Given exercise: Copy the lines below word for word, beginning at the line that has "Please place a point on the striped" and stopping after the line that has "column 948, row 63".

Stored dataset items
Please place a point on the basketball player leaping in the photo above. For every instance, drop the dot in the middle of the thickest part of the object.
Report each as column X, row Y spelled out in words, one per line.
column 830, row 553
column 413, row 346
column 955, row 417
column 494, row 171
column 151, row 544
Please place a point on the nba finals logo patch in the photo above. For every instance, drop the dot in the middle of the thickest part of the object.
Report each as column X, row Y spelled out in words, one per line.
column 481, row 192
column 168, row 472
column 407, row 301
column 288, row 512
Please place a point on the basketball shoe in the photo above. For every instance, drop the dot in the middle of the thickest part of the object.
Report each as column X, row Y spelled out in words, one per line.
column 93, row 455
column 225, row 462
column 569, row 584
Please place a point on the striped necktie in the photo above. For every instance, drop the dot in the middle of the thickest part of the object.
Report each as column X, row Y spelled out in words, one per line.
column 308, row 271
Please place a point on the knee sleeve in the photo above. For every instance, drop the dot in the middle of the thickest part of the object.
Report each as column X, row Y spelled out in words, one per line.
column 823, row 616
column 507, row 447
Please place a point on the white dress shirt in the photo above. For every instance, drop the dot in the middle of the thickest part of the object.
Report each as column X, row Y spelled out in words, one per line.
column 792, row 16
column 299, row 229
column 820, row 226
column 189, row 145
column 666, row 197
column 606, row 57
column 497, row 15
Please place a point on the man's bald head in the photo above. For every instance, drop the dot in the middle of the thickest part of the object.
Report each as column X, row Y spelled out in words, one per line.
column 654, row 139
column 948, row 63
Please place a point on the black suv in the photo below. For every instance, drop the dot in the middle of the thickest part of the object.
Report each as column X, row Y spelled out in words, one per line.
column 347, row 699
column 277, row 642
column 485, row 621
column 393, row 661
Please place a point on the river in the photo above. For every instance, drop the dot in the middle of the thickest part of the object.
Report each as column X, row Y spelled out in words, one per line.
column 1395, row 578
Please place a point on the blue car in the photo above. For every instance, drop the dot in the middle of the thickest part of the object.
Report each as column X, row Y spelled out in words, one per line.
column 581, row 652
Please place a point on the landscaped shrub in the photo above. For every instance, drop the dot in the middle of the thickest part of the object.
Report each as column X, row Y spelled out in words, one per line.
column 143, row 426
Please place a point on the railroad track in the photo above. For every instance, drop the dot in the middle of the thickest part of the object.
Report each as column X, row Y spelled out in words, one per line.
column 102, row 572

Answer for this exercise:
Please place a point on the striped necktie in the photo above. For every instance, drop the dot in the middle of the thickest part of the object.
Report each as column X, row Y spelled out in words, one per line.
column 308, row 271
Please place a point on the knee sleeve in the photo above. For every instance, drop the dot in the middle of the thickest part of the object.
Report each as column X, row Y spelled out in words, one per line.
column 823, row 616
column 507, row 447
Please place a point on the white dress shirt in the photo above. For every instance, drop the dot in the middle of the thickest part of the object.
Report each as column X, row Y spelled out in words, one per line.
column 792, row 16
column 299, row 229
column 820, row 226
column 189, row 145
column 666, row 197
column 606, row 57
column 497, row 15
Please place a point on the man's bald head in the photo above. For every instance, drop the dot in the middle of the thickest part of the object.
Report each as column X, row Y spelled out in words, one per line.
column 654, row 139
column 948, row 63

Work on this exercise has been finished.